Below are entries with pictures in them. Output exactly the lines starting at the line with "Task: tag the tsunami" and ending at the line with "Task: tag the grass", both included, but not the pictures.

• Natural-language object grounding data:
[Start of section]
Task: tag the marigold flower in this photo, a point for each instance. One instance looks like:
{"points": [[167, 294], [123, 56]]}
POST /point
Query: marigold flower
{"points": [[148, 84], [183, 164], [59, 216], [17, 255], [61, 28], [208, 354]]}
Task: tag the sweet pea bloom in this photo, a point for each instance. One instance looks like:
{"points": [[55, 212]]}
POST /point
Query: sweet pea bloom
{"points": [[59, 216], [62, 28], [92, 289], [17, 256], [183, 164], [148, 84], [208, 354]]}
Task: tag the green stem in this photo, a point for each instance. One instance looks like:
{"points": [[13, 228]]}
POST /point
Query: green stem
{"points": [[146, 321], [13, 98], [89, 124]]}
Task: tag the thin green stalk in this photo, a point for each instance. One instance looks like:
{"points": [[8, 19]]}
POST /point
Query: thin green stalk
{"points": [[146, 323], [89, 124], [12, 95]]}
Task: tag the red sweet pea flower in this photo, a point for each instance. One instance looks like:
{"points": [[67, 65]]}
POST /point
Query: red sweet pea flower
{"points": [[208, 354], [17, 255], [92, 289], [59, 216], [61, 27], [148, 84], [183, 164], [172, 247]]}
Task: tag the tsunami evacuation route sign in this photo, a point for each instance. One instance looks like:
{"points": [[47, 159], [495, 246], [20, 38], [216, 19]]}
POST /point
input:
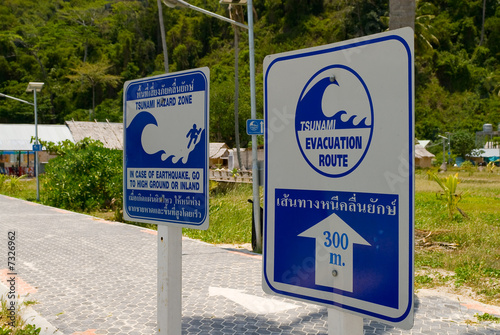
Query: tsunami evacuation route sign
{"points": [[165, 170], [339, 176]]}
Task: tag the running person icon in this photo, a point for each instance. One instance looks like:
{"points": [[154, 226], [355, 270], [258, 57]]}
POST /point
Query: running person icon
{"points": [[193, 134]]}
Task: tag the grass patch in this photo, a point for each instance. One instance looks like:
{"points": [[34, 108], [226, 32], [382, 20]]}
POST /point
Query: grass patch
{"points": [[11, 321], [467, 248], [230, 215]]}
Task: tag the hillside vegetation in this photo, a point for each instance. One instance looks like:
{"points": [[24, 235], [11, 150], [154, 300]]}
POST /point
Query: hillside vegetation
{"points": [[84, 50]]}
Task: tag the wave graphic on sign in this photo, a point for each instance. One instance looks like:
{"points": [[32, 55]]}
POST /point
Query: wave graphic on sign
{"points": [[141, 146], [334, 121], [310, 109]]}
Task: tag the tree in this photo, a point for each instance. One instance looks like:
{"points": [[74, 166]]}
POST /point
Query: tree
{"points": [[93, 74], [463, 142]]}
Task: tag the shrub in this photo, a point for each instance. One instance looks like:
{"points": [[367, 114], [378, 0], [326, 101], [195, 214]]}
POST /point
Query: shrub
{"points": [[86, 176]]}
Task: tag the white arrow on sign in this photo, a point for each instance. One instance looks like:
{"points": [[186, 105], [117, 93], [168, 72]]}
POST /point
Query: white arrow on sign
[End of section]
• SOLVED PROBLEM:
Task: tag the tsunami evacuation route sign in this photo, a point for each instance. One instance looks like:
{"points": [[47, 159], [495, 246], [20, 38], [216, 19]]}
POST /point
input:
Query: tsunami evacuation route sign
{"points": [[165, 170], [339, 176]]}
Task: tag the running person icon in this photo, a point for each instance. One instance looks like:
{"points": [[154, 226], [355, 270], [258, 57]]}
POST /point
Query: running person icon
{"points": [[193, 134]]}
Task: tag the grass patch in this photo, a point for each instance. One instance looks like:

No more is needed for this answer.